* Point-based annotation data:
==============================

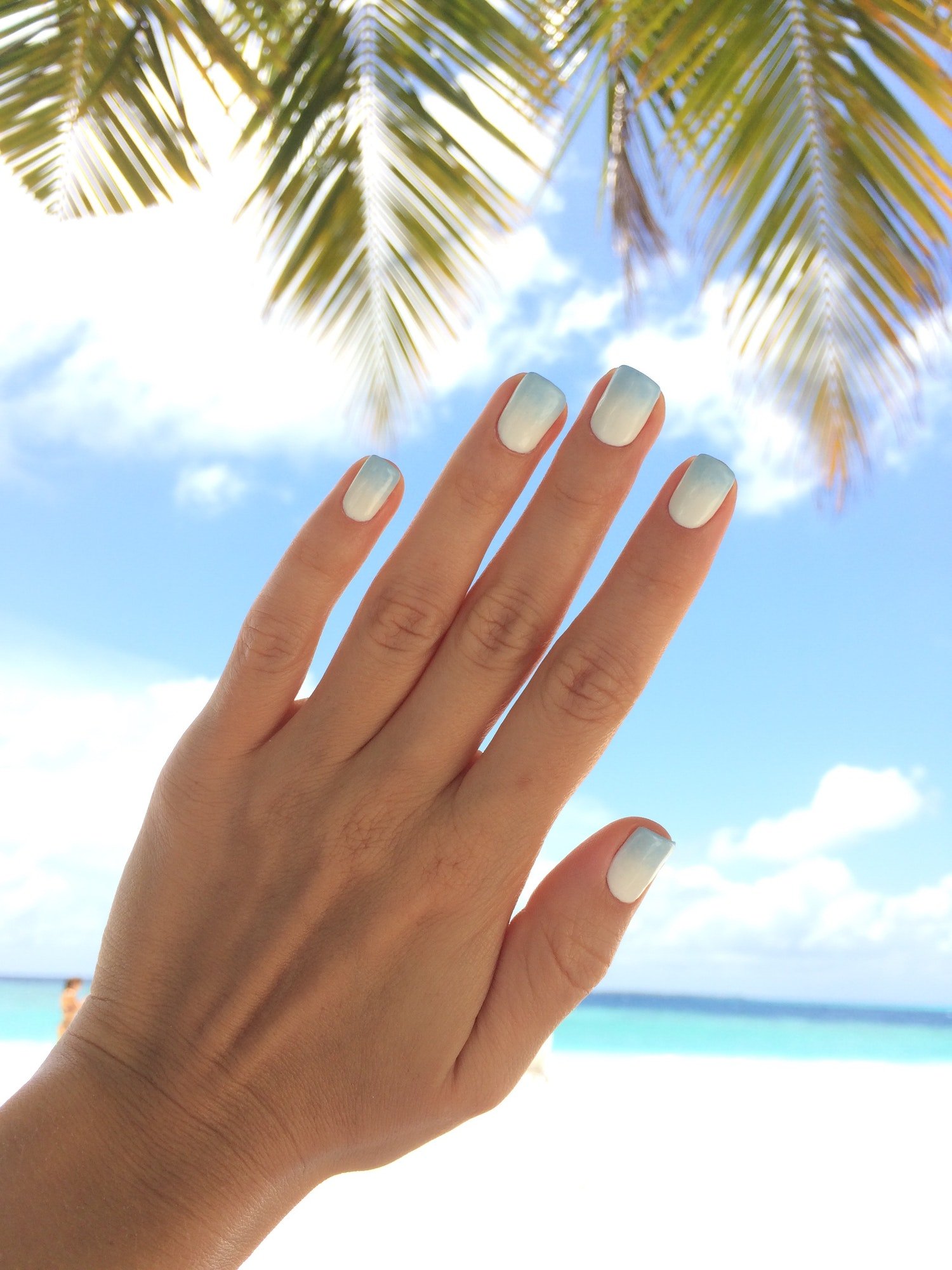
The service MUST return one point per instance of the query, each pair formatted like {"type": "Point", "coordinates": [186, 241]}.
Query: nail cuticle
{"type": "Point", "coordinates": [530, 413]}
{"type": "Point", "coordinates": [625, 407]}
{"type": "Point", "coordinates": [637, 863]}
{"type": "Point", "coordinates": [701, 491]}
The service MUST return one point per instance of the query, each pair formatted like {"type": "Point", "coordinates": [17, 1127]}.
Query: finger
{"type": "Point", "coordinates": [593, 674]}
{"type": "Point", "coordinates": [418, 592]}
{"type": "Point", "coordinates": [557, 951]}
{"type": "Point", "coordinates": [513, 612]}
{"type": "Point", "coordinates": [270, 661]}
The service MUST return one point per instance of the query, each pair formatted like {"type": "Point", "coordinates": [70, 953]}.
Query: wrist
{"type": "Point", "coordinates": [101, 1170]}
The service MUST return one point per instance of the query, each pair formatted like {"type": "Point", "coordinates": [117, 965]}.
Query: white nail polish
{"type": "Point", "coordinates": [700, 492]}
{"type": "Point", "coordinates": [530, 413]}
{"type": "Point", "coordinates": [637, 864]}
{"type": "Point", "coordinates": [367, 493]}
{"type": "Point", "coordinates": [625, 406]}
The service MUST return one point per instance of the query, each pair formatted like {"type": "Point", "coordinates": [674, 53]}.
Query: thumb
{"type": "Point", "coordinates": [557, 951]}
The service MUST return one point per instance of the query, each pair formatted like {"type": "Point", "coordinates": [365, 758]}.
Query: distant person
{"type": "Point", "coordinates": [312, 965]}
{"type": "Point", "coordinates": [69, 1004]}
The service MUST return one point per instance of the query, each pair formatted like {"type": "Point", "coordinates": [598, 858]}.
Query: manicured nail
{"type": "Point", "coordinates": [700, 492]}
{"type": "Point", "coordinates": [369, 491]}
{"type": "Point", "coordinates": [637, 863]}
{"type": "Point", "coordinates": [625, 406]}
{"type": "Point", "coordinates": [530, 413]}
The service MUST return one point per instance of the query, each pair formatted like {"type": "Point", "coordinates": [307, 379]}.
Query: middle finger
{"type": "Point", "coordinates": [515, 609]}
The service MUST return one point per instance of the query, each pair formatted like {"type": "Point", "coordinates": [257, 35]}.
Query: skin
{"type": "Point", "coordinates": [312, 963]}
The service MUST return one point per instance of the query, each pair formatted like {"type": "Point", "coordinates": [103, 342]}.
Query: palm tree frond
{"type": "Point", "coordinates": [819, 190]}
{"type": "Point", "coordinates": [376, 209]}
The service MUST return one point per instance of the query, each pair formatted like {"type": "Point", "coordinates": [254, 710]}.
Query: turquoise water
{"type": "Point", "coordinates": [620, 1024]}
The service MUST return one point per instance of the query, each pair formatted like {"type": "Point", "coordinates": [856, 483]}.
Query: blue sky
{"type": "Point", "coordinates": [159, 446]}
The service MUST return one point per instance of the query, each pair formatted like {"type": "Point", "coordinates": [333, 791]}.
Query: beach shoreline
{"type": "Point", "coordinates": [659, 1161]}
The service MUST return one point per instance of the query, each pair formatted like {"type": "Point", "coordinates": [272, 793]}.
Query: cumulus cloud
{"type": "Point", "coordinates": [692, 359]}
{"type": "Point", "coordinates": [144, 333]}
{"type": "Point", "coordinates": [211, 488]}
{"type": "Point", "coordinates": [79, 760]}
{"type": "Point", "coordinates": [850, 802]}
{"type": "Point", "coordinates": [77, 770]}
{"type": "Point", "coordinates": [813, 906]}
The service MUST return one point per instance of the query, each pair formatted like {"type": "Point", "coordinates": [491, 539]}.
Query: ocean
{"type": "Point", "coordinates": [639, 1024]}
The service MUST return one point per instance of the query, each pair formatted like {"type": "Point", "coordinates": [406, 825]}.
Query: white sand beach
{"type": "Point", "coordinates": [664, 1163]}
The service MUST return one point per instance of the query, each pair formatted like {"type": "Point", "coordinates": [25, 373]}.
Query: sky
{"type": "Point", "coordinates": [161, 444]}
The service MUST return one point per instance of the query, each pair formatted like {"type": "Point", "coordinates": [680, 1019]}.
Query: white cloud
{"type": "Point", "coordinates": [77, 770]}
{"type": "Point", "coordinates": [79, 760]}
{"type": "Point", "coordinates": [813, 906]}
{"type": "Point", "coordinates": [144, 333]}
{"type": "Point", "coordinates": [850, 802]}
{"type": "Point", "coordinates": [213, 488]}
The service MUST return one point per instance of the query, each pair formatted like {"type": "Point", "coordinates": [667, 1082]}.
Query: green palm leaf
{"type": "Point", "coordinates": [598, 44]}
{"type": "Point", "coordinates": [375, 210]}
{"type": "Point", "coordinates": [91, 114]}
{"type": "Point", "coordinates": [818, 186]}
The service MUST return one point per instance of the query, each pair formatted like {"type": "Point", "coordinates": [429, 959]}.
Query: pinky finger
{"type": "Point", "coordinates": [555, 952]}
{"type": "Point", "coordinates": [277, 642]}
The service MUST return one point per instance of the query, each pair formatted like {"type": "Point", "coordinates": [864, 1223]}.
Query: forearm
{"type": "Point", "coordinates": [98, 1177]}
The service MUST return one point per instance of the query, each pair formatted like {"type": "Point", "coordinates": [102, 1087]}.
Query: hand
{"type": "Point", "coordinates": [312, 963]}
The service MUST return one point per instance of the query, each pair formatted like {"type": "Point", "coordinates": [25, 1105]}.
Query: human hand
{"type": "Point", "coordinates": [312, 963]}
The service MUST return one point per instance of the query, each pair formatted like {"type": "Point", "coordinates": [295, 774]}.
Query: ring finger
{"type": "Point", "coordinates": [515, 609]}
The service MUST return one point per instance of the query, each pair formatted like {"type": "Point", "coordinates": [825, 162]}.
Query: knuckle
{"type": "Point", "coordinates": [578, 501]}
{"type": "Point", "coordinates": [502, 628]}
{"type": "Point", "coordinates": [271, 643]}
{"type": "Point", "coordinates": [579, 957]}
{"type": "Point", "coordinates": [588, 683]}
{"type": "Point", "coordinates": [406, 619]}
{"type": "Point", "coordinates": [478, 493]}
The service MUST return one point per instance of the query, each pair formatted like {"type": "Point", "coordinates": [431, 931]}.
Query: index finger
{"type": "Point", "coordinates": [592, 676]}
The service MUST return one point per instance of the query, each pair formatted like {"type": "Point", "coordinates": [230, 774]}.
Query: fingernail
{"type": "Point", "coordinates": [367, 493]}
{"type": "Point", "coordinates": [637, 863]}
{"type": "Point", "coordinates": [625, 406]}
{"type": "Point", "coordinates": [700, 492]}
{"type": "Point", "coordinates": [530, 413]}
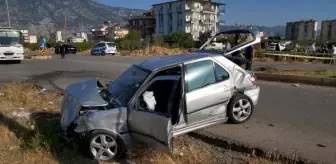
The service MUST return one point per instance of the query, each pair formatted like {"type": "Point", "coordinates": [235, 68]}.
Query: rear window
{"type": "Point", "coordinates": [111, 44]}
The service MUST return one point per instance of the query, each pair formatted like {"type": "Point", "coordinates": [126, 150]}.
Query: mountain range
{"type": "Point", "coordinates": [46, 16]}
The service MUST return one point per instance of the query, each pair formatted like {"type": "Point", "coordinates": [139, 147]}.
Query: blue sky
{"type": "Point", "coordinates": [259, 12]}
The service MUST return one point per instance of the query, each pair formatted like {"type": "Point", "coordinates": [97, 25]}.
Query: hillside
{"type": "Point", "coordinates": [44, 16]}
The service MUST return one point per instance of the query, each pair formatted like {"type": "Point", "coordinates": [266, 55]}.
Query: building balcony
{"type": "Point", "coordinates": [208, 21]}
{"type": "Point", "coordinates": [209, 10]}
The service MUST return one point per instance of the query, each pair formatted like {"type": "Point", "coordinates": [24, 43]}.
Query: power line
{"type": "Point", "coordinates": [8, 14]}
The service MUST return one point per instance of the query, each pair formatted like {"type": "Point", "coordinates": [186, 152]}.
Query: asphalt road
{"type": "Point", "coordinates": [294, 120]}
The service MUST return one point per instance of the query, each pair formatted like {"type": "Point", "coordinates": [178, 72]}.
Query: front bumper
{"type": "Point", "coordinates": [12, 57]}
{"type": "Point", "coordinates": [253, 93]}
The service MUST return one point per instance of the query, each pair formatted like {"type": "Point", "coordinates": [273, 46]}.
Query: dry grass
{"type": "Point", "coordinates": [21, 144]}
{"type": "Point", "coordinates": [315, 73]}
{"type": "Point", "coordinates": [155, 51]}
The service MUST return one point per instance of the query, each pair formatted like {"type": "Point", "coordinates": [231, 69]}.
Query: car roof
{"type": "Point", "coordinates": [161, 62]}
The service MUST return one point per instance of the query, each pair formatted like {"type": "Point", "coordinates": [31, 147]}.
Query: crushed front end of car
{"type": "Point", "coordinates": [86, 106]}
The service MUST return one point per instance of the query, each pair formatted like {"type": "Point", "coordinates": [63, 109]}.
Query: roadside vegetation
{"type": "Point", "coordinates": [29, 118]}
{"type": "Point", "coordinates": [315, 73]}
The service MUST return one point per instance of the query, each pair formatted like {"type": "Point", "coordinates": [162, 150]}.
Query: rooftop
{"type": "Point", "coordinates": [191, 1]}
{"type": "Point", "coordinates": [160, 62]}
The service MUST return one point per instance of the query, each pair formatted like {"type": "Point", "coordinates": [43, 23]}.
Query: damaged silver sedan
{"type": "Point", "coordinates": [156, 100]}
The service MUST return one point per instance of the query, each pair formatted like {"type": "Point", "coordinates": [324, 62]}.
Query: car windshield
{"type": "Point", "coordinates": [111, 44]}
{"type": "Point", "coordinates": [10, 38]}
{"type": "Point", "coordinates": [125, 86]}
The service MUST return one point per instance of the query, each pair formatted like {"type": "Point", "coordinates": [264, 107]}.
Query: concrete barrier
{"type": "Point", "coordinates": [322, 81]}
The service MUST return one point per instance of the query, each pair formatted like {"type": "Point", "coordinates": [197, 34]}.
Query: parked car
{"type": "Point", "coordinates": [156, 100]}
{"type": "Point", "coordinates": [104, 48]}
{"type": "Point", "coordinates": [69, 49]}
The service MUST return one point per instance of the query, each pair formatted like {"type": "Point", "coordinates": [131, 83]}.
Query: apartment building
{"type": "Point", "coordinates": [301, 30]}
{"type": "Point", "coordinates": [190, 16]}
{"type": "Point", "coordinates": [328, 30]}
{"type": "Point", "coordinates": [145, 24]}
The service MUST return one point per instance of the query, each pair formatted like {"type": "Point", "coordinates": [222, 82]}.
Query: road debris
{"type": "Point", "coordinates": [21, 114]}
{"type": "Point", "coordinates": [43, 91]}
{"type": "Point", "coordinates": [320, 145]}
{"type": "Point", "coordinates": [296, 85]}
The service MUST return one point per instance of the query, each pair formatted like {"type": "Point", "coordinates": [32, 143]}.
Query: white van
{"type": "Point", "coordinates": [103, 48]}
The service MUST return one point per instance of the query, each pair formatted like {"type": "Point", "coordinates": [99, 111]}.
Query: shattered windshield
{"type": "Point", "coordinates": [10, 38]}
{"type": "Point", "coordinates": [125, 86]}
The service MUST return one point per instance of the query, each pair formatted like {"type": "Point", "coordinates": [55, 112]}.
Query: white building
{"type": "Point", "coordinates": [32, 39]}
{"type": "Point", "coordinates": [328, 30]}
{"type": "Point", "coordinates": [301, 30]}
{"type": "Point", "coordinates": [190, 16]}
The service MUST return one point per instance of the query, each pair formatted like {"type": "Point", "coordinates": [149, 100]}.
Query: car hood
{"type": "Point", "coordinates": [80, 95]}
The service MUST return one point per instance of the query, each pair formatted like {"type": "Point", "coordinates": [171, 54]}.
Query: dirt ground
{"type": "Point", "coordinates": [29, 118]}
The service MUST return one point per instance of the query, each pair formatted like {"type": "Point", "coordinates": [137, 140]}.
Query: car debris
{"type": "Point", "coordinates": [21, 114]}
{"type": "Point", "coordinates": [155, 100]}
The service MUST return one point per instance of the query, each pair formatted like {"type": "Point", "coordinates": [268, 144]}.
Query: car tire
{"type": "Point", "coordinates": [119, 150]}
{"type": "Point", "coordinates": [240, 109]}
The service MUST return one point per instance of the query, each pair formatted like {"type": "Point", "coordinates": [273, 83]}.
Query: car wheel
{"type": "Point", "coordinates": [240, 109]}
{"type": "Point", "coordinates": [106, 146]}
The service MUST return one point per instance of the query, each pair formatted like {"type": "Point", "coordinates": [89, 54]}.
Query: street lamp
{"type": "Point", "coordinates": [8, 13]}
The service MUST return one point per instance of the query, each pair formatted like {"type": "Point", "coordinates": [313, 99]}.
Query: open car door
{"type": "Point", "coordinates": [150, 126]}
{"type": "Point", "coordinates": [254, 39]}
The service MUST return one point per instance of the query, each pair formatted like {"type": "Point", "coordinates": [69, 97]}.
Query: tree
{"type": "Point", "coordinates": [183, 40]}
{"type": "Point", "coordinates": [204, 37]}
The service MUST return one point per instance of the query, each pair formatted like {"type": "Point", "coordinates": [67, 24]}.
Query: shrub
{"type": "Point", "coordinates": [184, 40]}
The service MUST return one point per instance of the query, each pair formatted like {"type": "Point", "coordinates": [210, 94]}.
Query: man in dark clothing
{"type": "Point", "coordinates": [62, 50]}
{"type": "Point", "coordinates": [249, 56]}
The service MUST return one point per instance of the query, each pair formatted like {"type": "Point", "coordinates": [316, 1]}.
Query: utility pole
{"type": "Point", "coordinates": [8, 13]}
{"type": "Point", "coordinates": [65, 29]}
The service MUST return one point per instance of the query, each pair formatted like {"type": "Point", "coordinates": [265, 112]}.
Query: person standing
{"type": "Point", "coordinates": [62, 50]}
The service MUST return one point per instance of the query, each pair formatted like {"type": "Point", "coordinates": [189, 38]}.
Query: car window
{"type": "Point", "coordinates": [156, 97]}
{"type": "Point", "coordinates": [111, 44]}
{"type": "Point", "coordinates": [221, 73]}
{"type": "Point", "coordinates": [200, 74]}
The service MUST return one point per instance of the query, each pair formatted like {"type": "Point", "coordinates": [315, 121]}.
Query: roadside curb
{"type": "Point", "coordinates": [273, 155]}
{"type": "Point", "coordinates": [38, 57]}
{"type": "Point", "coordinates": [321, 81]}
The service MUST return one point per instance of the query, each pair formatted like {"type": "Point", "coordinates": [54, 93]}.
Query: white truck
{"type": "Point", "coordinates": [11, 45]}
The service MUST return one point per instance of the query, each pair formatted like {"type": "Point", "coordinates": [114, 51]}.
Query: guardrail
{"type": "Point", "coordinates": [329, 57]}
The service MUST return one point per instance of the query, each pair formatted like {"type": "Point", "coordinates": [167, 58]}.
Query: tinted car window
{"type": "Point", "coordinates": [221, 73]}
{"type": "Point", "coordinates": [200, 74]}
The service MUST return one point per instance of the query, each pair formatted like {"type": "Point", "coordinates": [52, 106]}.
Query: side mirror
{"type": "Point", "coordinates": [108, 83]}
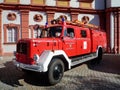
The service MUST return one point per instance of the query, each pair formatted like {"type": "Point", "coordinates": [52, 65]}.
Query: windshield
{"type": "Point", "coordinates": [52, 31]}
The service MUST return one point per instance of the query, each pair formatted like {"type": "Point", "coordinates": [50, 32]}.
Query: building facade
{"type": "Point", "coordinates": [24, 19]}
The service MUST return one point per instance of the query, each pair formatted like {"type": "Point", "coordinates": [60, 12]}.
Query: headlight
{"type": "Point", "coordinates": [36, 57]}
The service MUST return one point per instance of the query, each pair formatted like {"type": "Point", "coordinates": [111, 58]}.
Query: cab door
{"type": "Point", "coordinates": [83, 41]}
{"type": "Point", "coordinates": [69, 42]}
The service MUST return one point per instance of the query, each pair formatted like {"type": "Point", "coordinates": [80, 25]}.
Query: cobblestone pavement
{"type": "Point", "coordinates": [105, 76]}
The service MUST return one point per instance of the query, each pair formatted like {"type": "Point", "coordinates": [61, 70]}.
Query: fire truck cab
{"type": "Point", "coordinates": [60, 47]}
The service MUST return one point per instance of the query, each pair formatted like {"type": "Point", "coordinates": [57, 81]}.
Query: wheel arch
{"type": "Point", "coordinates": [63, 59]}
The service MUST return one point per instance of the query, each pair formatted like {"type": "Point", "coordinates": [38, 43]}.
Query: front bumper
{"type": "Point", "coordinates": [36, 68]}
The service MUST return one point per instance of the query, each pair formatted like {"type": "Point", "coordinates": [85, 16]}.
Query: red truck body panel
{"type": "Point", "coordinates": [83, 41]}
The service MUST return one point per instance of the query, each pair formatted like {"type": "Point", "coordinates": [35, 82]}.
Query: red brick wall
{"type": "Point", "coordinates": [25, 23]}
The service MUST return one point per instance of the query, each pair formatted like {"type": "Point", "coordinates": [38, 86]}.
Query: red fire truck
{"type": "Point", "coordinates": [60, 47]}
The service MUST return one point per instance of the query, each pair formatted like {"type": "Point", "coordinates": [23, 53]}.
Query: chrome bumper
{"type": "Point", "coordinates": [36, 68]}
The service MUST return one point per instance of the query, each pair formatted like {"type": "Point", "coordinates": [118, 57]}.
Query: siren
{"type": "Point", "coordinates": [63, 21]}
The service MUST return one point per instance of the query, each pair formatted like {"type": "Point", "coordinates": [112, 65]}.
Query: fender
{"type": "Point", "coordinates": [47, 55]}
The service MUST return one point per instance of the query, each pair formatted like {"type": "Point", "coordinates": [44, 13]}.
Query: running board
{"type": "Point", "coordinates": [81, 59]}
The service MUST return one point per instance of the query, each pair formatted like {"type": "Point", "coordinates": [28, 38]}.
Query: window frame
{"type": "Point", "coordinates": [83, 33]}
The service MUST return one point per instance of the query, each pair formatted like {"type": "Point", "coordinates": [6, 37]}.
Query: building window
{"type": "Point", "coordinates": [37, 31]}
{"type": "Point", "coordinates": [38, 2]}
{"type": "Point", "coordinates": [86, 5]}
{"type": "Point", "coordinates": [83, 33]}
{"type": "Point", "coordinates": [85, 0]}
{"type": "Point", "coordinates": [11, 35]}
{"type": "Point", "coordinates": [11, 1]}
{"type": "Point", "coordinates": [63, 3]}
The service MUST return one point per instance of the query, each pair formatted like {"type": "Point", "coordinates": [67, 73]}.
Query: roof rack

==============================

* AIM: Which lines of the records above contain the word "beach"? List every such line in full.

* CORRECT RESPONSE:
Query: beach shoreline
Query: white sand beach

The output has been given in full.